[Task item]: Collect from the data below each line with "window".

[Information shown]:

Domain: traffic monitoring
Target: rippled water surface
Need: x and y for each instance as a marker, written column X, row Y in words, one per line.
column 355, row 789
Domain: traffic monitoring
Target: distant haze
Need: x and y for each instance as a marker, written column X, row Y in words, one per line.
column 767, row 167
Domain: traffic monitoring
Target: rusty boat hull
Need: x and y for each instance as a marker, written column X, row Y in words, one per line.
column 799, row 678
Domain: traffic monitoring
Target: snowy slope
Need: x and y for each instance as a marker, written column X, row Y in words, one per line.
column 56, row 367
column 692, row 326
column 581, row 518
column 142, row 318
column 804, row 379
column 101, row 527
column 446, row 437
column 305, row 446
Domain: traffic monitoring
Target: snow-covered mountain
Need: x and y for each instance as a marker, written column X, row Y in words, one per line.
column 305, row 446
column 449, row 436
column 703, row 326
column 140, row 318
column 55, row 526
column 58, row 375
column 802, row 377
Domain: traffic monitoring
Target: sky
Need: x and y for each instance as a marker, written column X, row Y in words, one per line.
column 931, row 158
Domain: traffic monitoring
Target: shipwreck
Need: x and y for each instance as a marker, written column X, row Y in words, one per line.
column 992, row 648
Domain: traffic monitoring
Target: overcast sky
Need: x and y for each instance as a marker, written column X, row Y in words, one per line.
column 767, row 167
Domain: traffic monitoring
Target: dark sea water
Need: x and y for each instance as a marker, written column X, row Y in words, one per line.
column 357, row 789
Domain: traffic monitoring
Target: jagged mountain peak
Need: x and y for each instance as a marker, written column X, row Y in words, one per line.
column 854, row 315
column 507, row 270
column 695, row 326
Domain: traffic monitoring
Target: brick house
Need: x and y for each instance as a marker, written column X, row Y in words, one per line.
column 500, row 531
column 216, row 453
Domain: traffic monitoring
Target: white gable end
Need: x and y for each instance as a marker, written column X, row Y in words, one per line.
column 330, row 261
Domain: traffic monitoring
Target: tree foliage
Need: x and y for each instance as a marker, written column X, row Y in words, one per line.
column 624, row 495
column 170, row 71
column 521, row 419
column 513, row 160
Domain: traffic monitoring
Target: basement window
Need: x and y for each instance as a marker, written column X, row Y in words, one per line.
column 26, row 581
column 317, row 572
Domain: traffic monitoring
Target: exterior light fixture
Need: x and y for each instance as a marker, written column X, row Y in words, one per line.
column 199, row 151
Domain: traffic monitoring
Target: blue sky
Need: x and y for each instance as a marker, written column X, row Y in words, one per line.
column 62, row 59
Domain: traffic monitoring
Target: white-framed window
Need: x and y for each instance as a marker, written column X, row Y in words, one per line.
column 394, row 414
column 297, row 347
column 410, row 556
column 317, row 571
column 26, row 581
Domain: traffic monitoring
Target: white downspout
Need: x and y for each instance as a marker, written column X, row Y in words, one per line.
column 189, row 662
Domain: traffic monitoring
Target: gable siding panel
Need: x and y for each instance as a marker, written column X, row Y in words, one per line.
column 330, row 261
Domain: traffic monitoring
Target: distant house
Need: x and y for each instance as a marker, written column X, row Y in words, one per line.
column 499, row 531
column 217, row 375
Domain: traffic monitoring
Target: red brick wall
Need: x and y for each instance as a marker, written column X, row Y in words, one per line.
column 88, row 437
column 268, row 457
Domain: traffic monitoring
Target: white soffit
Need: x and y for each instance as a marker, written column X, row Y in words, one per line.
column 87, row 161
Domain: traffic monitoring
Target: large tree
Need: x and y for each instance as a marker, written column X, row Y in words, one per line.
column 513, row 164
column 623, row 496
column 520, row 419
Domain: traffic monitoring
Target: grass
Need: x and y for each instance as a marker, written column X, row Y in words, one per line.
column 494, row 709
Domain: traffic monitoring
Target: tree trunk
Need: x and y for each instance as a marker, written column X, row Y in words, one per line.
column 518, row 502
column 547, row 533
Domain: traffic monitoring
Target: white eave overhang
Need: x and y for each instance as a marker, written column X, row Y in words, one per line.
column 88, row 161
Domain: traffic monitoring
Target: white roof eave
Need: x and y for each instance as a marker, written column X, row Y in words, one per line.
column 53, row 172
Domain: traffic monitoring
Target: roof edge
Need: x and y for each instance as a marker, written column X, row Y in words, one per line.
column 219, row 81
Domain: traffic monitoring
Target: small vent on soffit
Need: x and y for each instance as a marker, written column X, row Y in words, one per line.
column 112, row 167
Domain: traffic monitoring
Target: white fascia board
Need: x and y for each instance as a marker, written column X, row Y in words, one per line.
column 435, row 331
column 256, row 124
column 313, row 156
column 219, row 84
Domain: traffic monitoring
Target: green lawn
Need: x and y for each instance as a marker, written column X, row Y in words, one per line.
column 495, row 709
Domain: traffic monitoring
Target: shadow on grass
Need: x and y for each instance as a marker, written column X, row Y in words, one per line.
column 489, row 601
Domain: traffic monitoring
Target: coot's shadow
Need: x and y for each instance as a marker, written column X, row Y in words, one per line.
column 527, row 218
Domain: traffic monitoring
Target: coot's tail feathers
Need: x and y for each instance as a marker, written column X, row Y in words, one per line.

[Answer to this problem]:
Target: basement window
Target: white-framed window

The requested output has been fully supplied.